◆ WHAT TO PRODUCE: Return the whole of the data exactly.

◆ DATA FOR REVIEW:

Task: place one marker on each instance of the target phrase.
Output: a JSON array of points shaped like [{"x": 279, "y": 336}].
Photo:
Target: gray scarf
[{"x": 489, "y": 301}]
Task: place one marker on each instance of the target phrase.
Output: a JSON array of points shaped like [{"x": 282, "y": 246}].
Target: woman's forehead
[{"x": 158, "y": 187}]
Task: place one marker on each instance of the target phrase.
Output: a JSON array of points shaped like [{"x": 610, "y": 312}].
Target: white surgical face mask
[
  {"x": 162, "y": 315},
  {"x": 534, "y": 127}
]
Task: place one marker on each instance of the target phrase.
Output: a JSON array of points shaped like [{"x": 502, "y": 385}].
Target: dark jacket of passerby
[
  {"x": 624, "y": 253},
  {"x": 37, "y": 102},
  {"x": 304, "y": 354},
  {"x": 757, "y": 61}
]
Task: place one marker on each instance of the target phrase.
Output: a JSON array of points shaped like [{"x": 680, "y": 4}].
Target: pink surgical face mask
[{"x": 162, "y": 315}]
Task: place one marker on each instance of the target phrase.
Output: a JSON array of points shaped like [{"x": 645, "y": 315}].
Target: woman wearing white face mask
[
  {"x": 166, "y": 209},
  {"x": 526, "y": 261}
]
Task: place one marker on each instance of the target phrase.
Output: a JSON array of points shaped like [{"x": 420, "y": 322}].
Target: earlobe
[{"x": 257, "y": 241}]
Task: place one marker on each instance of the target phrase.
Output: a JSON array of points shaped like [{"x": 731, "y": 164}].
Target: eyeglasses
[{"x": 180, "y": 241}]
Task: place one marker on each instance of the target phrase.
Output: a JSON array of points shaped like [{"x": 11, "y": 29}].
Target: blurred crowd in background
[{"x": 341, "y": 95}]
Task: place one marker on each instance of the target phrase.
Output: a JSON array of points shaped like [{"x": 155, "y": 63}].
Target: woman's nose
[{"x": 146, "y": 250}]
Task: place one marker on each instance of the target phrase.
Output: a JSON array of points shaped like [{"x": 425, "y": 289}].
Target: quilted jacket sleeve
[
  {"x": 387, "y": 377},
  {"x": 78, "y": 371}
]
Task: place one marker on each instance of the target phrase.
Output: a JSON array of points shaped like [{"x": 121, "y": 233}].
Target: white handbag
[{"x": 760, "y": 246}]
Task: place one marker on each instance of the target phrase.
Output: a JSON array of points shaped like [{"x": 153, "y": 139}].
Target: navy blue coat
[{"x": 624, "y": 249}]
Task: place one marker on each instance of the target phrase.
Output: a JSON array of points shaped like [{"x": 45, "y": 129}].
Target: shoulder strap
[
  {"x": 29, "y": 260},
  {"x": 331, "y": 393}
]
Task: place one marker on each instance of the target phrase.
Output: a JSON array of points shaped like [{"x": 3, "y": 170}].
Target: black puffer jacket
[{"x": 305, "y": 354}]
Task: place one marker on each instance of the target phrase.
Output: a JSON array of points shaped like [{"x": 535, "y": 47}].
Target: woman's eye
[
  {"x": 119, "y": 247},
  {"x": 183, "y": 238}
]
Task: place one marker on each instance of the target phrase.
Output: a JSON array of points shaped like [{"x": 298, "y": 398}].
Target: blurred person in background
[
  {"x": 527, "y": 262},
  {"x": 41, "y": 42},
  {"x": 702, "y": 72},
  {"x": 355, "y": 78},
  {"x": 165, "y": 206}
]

◆ ANSWER TO THE PROBLEM:
Task: place one marker on each instance of the target phrase.
Output: a JSON array of points shaped like [{"x": 279, "y": 336}].
Photo:
Target: gray scarf
[{"x": 489, "y": 301}]
Task: place one marker on each instance of the target phrase.
Output: a JSON array of points shaped like [{"x": 282, "y": 246}].
Target: woman's forehead
[{"x": 158, "y": 187}]
Task: place one marker on each instance of the target phrase.
Output: a JSON array of points shaped like [{"x": 610, "y": 312}].
Target: white surgical face mask
[
  {"x": 162, "y": 315},
  {"x": 534, "y": 127}
]
Task: place one marker on each instance of the target phrase.
Output: a JSON array of points shaped like [{"x": 502, "y": 385}].
Target: dark jacket of passerby
[
  {"x": 624, "y": 253},
  {"x": 37, "y": 102},
  {"x": 304, "y": 354},
  {"x": 757, "y": 61}
]
Task: place one marker on each instance of the target phrase.
Output: a JSON array of points shaped like [{"x": 680, "y": 4}].
Target: pink surgical face mask
[{"x": 162, "y": 315}]
Task: place one marker on each instance of the target phrase.
Output: a JSON array of points shaped like [{"x": 645, "y": 315}].
Target: woman wearing white face mask
[
  {"x": 166, "y": 209},
  {"x": 526, "y": 261}
]
Task: place one marker on each instance of the target phrase.
Output: a JSON array of points shaped like [{"x": 420, "y": 322}].
Target: earlobe
[{"x": 257, "y": 241}]
Task: place one marker on each instance of the target phrase.
Output: a JSON array of points shaped like [{"x": 731, "y": 164}].
Target: eyeglasses
[{"x": 180, "y": 241}]
Task: place one marker on each instance of the target phrase.
Output: a JSON array of points shaped like [{"x": 11, "y": 29}].
Target: blurred crowd in background
[{"x": 341, "y": 95}]
Task: place one marker on each instance of the target phrase.
Output: a JSON array of points shaped like [{"x": 155, "y": 63}].
Target: woman's nose
[{"x": 146, "y": 250}]
Task: place one marker on each instance of the target phrase.
Output: a JSON array of points shaped like [{"x": 425, "y": 289}].
Target: quilted jacket sleeve
[
  {"x": 387, "y": 377},
  {"x": 78, "y": 371}
]
Task: place one marker on each instance of the target phrase.
Output: a JSON array of points shaped like [{"x": 121, "y": 233}].
Target: white handbag
[{"x": 760, "y": 246}]
Task: place one marker on each instance of the target phrase.
Output: a JSON array of points shaped like [{"x": 153, "y": 139}].
Target: navy blue coat
[{"x": 624, "y": 249}]
Task: place one marker on each instance of the target phrase.
Output: a JSON array of points shaped like [{"x": 45, "y": 129}].
Target: shoulder strap
[
  {"x": 29, "y": 260},
  {"x": 331, "y": 393}
]
Task: place one marker on each instance of the target phrase.
Output: a JSON array of points shaped like [{"x": 3, "y": 170}].
Target: black puffer jacket
[{"x": 305, "y": 354}]
Task: place one marker on each instance of the target phrase.
Output: a JSON array of points shaped like [{"x": 535, "y": 47}].
Target: woman's eye
[
  {"x": 119, "y": 247},
  {"x": 183, "y": 238}
]
Task: place one marker on each instance of the target phrase.
Output: a JSON array of points shaped like [{"x": 298, "y": 398}].
Target: blurred person in background
[
  {"x": 527, "y": 262},
  {"x": 41, "y": 42},
  {"x": 702, "y": 72},
  {"x": 355, "y": 78},
  {"x": 165, "y": 206}
]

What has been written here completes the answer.